Image point grounding data
────────────────────────────────────────
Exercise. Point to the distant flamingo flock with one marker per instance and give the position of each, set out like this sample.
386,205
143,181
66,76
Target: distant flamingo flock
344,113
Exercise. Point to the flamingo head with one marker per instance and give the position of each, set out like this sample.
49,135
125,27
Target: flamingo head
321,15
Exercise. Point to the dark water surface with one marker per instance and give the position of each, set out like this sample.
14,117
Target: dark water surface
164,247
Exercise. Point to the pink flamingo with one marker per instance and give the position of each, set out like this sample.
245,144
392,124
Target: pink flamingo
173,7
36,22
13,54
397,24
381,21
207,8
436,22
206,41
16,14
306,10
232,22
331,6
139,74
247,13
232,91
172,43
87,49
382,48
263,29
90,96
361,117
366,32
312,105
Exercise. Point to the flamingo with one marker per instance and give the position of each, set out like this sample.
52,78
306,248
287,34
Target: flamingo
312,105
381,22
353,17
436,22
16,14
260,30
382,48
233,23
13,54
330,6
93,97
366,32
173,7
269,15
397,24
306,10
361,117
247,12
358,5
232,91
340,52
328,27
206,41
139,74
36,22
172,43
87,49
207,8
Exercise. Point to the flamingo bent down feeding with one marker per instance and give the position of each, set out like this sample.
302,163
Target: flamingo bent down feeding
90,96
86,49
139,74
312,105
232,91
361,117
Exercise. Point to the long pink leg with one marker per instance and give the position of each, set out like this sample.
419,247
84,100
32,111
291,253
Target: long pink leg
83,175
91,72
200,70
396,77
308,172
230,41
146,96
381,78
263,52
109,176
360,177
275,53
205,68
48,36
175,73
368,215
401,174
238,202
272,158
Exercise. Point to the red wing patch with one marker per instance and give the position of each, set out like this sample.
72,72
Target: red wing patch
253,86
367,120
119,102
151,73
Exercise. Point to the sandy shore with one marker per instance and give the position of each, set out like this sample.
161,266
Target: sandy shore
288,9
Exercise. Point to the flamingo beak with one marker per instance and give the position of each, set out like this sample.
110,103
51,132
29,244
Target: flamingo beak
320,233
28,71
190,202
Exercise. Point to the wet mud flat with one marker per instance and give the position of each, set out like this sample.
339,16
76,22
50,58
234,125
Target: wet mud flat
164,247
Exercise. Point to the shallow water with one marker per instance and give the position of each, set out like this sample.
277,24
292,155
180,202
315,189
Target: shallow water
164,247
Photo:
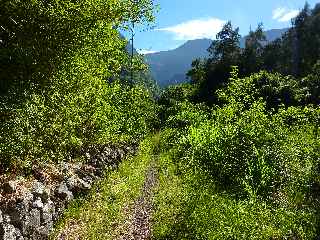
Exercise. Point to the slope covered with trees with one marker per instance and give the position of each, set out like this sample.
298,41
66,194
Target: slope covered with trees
62,79
237,151
240,144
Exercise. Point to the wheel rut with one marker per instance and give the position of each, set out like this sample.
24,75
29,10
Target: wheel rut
139,227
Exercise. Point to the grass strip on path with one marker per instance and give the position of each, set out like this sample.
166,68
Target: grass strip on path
107,212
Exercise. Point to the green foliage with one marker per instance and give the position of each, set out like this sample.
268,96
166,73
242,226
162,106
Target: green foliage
189,205
248,169
296,53
68,57
274,89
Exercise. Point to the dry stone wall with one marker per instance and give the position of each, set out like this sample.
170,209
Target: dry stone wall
29,211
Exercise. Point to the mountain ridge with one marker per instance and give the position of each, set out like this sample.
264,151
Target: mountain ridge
170,67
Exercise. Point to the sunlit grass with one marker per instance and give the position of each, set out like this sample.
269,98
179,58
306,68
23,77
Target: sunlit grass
190,206
106,213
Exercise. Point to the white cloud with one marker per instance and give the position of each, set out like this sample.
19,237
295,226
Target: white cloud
196,29
283,14
146,51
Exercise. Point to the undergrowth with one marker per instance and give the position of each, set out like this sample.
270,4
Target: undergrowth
106,212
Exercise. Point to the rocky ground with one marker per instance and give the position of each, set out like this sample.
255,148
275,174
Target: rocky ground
30,207
139,226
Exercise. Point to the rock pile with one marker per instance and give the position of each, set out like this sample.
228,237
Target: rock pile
35,209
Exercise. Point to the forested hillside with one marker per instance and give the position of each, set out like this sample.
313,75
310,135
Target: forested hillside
────────────────────────────────────────
:: About this exercise ::
Give the data again word for word, without pictures.

:: Result ::
Exercise. Point to the distant flamingo flock with one marker per instance and give the position of each, set out like this sample.
386,205
143,181
66,76
Target: distant flamingo flock
344,113
Exercise. Point to the flamingo head with one marker per instance and give the position of each, set out like this sample.
49,135
125,27
Target: flamingo head
321,15
Exercise. Point to the dark water surface with one marker per instance and give the position of each, set out like this sample.
14,117
Target: dark water surface
164,247
Exercise. Point to the pink flamingo with one marker per instance and give the position of each, set out like this sample.
245,144
392,124
Target: pink flamingo
173,7
36,22
13,54
397,24
381,21
207,8
436,22
206,41
16,14
306,10
232,22
331,6
139,74
247,13
232,91
172,43
87,49
382,48
263,29
90,96
361,117
366,32
312,105
Exercise. Point to the flamingo with one marker per instance and give the position of each, set out like this sample.
52,78
306,248
287,34
Target: flamingo
312,105
381,22
353,17
436,22
16,14
260,30
382,48
233,23
13,54
330,6
93,97
366,32
173,7
269,15
397,24
306,10
361,117
247,12
358,5
232,91
340,52
328,27
206,41
139,74
36,22
172,43
87,49
207,8
Exercise. Point to the flamingo bent down feeding with one marker per instance and give the position of each, set out like this sample.
302,163
Target: flamingo bent down feeding
90,96
86,49
139,74
312,105
232,91
361,117
Exercise. Point to the long pink leg with one marker per instance and give the position of each, set out like this sample.
419,247
84,100
32,111
291,253
Target: long pink leg
83,175
91,72
200,70
396,77
308,172
230,41
146,96
381,78
263,52
109,176
360,177
275,53
205,68
48,36
175,73
368,215
401,174
238,202
272,158
Exercise. Point to the red wing patch with one marker per instance and give the position of each, set out like this sample.
72,72
Target: red wing patch
253,86
367,120
119,102
151,73
Exercise. Point to the sandy shore with one marker per instance and give the position of each, set out like this sample.
161,266
Target: sandy shore
288,9
Exercise. Point to the flamingo beak with one marker per instance and give the position of each, set out like this sample.
110,103
51,132
29,244
Target: flamingo beak
320,233
28,71
190,202
Exercise. Point to the wet mud flat with one marker per instance and give the position of each, set out like this sample.
339,16
76,22
50,58
234,125
Target: wet mud flat
164,247
Exercise. Point to the shallow water with one marker per instance and give the position of each, set out like this sample.
277,24
292,155
180,202
315,189
Target: shallow water
164,247
Photo:
Exercise. Point to the slope covered with trees with one marker per instance and give the position of each, set out like this sample.
298,41
66,194
Target: slope covered with trees
62,79
237,151
240,144
Exercise. Point to the wheel rut with one marker per instance and give the position of each, set out like this sample.
24,75
29,10
Target: wheel rut
139,227
Exercise. Point to the grass strip on path with one marker per instance and give the position of each, set out like this sample.
166,68
Target: grass strip on path
107,212
Exercise. Point to the green foliage with one marker per instance and give the position of each, set out like this sample.
268,96
166,73
242,226
162,106
Target: green foliage
189,205
248,169
296,53
68,57
274,89
Exercise. Point to the dry stone wall with one marker per instance and give the position of each, set out like this sample.
170,209
Target: dry stone wall
29,211
Exercise. Point to the mountain ridge with one marker per instance and give the position of each, set out like this sample.
264,151
Target: mountain ridge
170,67
Exercise. Point to the sunlit grass with one marker per instance and give the position of each, set out like this sample.
269,98
179,58
306,68
23,77
Target: sunlit grass
190,206
106,213
Exercise. Point to the white cloud with one marker per instance and give the position of each, set out like this sample.
19,237
295,226
Target: white cloud
196,29
283,14
146,51
Exercise. Point to the undergrowth with one marker per instance and give the position of each, set out like this sample.
270,4
Target: undergrowth
106,212
Exercise. Point to the rocky ground with one marker per instance and give the position of each, set out like this sample.
255,148
275,174
Target: rocky ground
30,207
139,226
Exercise. Point to the rock pile with one marker per instance and give the position of each, set out like this sample.
228,237
Target: rock pile
35,209
Exercise. Point to the forested hillside with one marker per instance and give the position of each, set out like this sample.
313,75
310,135
Target: forested hillside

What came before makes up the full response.